- _Quelle_:
· · · · · · ·

Auch Mauro Leos, Chefanalytiker der Rating-Agentur Moody´s sieht diese Einflüsse und vergleicht Mexiko mit Kolumbien vor einigen Jahren. Allerdings würden sich die Effekte erst auf mittlere Sicht einstellen, falls die Gewaltsituation anhalte. Viel gravierender für Mexiko sei das Fehlen struktureller Reformen, die Leos aufgrund politischer Blockaden bis zur Präsidentschaftswahl 2012 auch nicht mehr erwartet. Hinzu komme die Abschwächung des Wachstums in den USA, von denen Mexiko nach wie vor in höchstem Maße abhängig sei.
Dazu passt die Analyse von Rogelio Ramírez de la O, der darauf hin weist, dass die mexikanischen Banken derzeit kaum Kredite in den Privatsektor vergeben: „Ein Grund ist, dass die Banken keine attraktiven Projekte entdecken können“, so der Analytiker am 1. September in der Zeitung El Universal. Das Problem, dass Kunden ihren Zahlungsverpflichtungen nicht nachkämen, sei „ernst“. Parallel steige die Langzeitarbeitslosigkeit, neugeschaffene Arbeitsplätze hätten nicht die gleiche Qualität wie die, die verlorengegangenen seien. All dies habe Auswirkungen auf die Kaufkraft der Konsumenten.
Bürgermeister als Gewaltopfer
Wie zur Bestätigung düsterer Prognosen wurde am 8. September – diesmal in San Luis Potosí – ein weiterer Bürgermeister ermordet. Diesmal fiel Alexánder López García, PRI-Gemeindevorstand der in der Huasteca liegenden und dem Bundesstaat Tamaulipas benachbarten Gemeinde El Naranjo Mördern zum Opfer, die in sein Amtszimmer eingedrungen waren. Sicherheitskräfte waren nicht zur Stelle – seit Monaten verfügt die Gemeinde nicht über eine Polizeieinheit. Am 23. September ermordete das organisierte Verbrechen dann den Bürgermeister von Doctor González im Bundesstaat Nuevo León, Prisciliano Rodríguez Salinas von der PRI, zusammen mit einem seiner Begleiter.
Innerhalb von etwas mehr als einem Monat ist Rodríguez Salinas nun der vierte Bürgermeister, der einem Gewaltverbrechen zum Opfer fällt – im laufenden Jahr sind es bereits zehn ermordete Gemeindevorstände. Dies bestätigt den Kommentar von Senator Ramon Galindo, der einen erheblichen Teil der Gemeinden Mexikos unter Narco-Einfluss sieht und äußerte, eigentlich nehme nur der narcotrafico die kommunale Ebene ernst.

· · · · · · ·

- _Datenzeilen_:

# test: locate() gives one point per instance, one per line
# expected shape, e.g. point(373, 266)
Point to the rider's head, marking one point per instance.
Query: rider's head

· · · · · · ·

- _Kurze Aufgabe 1_: Wie viele Gemeindevorstände wurden laut Quelle im laufenden Jahr bereits ermordet?
- _Kurze Aufgabe 2_: Wiederhole aus der Quelle wortgetreu den Abschnitt, der bei den Worten „Bürgermeister als Gewaltopfer“ einsetzt, und höre nach „einem seiner Begleiter.“ auf.
Stütze dich ausschließlich auf die Quelle.

- _Vollständige Ausgabe 1_: Zehn Gemeindevorstände.

- _Vollständige Ausgabe 2_:
Bürgermeister als Gewaltopfer
Wie zur Bestätigung düsterer Prognosen wurde am 8. September – diesmal in San Luis Potosí – ein weiterer Bürgermeister ermordet. Diesmal fiel Alexánder López García, PRI-Gemeindevorstand der in der Huasteca liegenden und dem Bundesstaat Tamaulipas benachbarten Gemeinde El Naranjo Mördern zum Opfer, die in sein Amtszimmer eingedrungen waren. Sicherheitskräfte waren nicht zur Stelle – seit Monaten verfügt die Gemeinde nicht über eine Polizeieinheit. Am 23. September ermordete das organisierte Verbrechen dann den Bürgermeister von Doctor González im Bundesstaat Nuevo León, Prisciliano Rodríguez Salinas von der PRI, zusammen mit einem seiner Begleiter.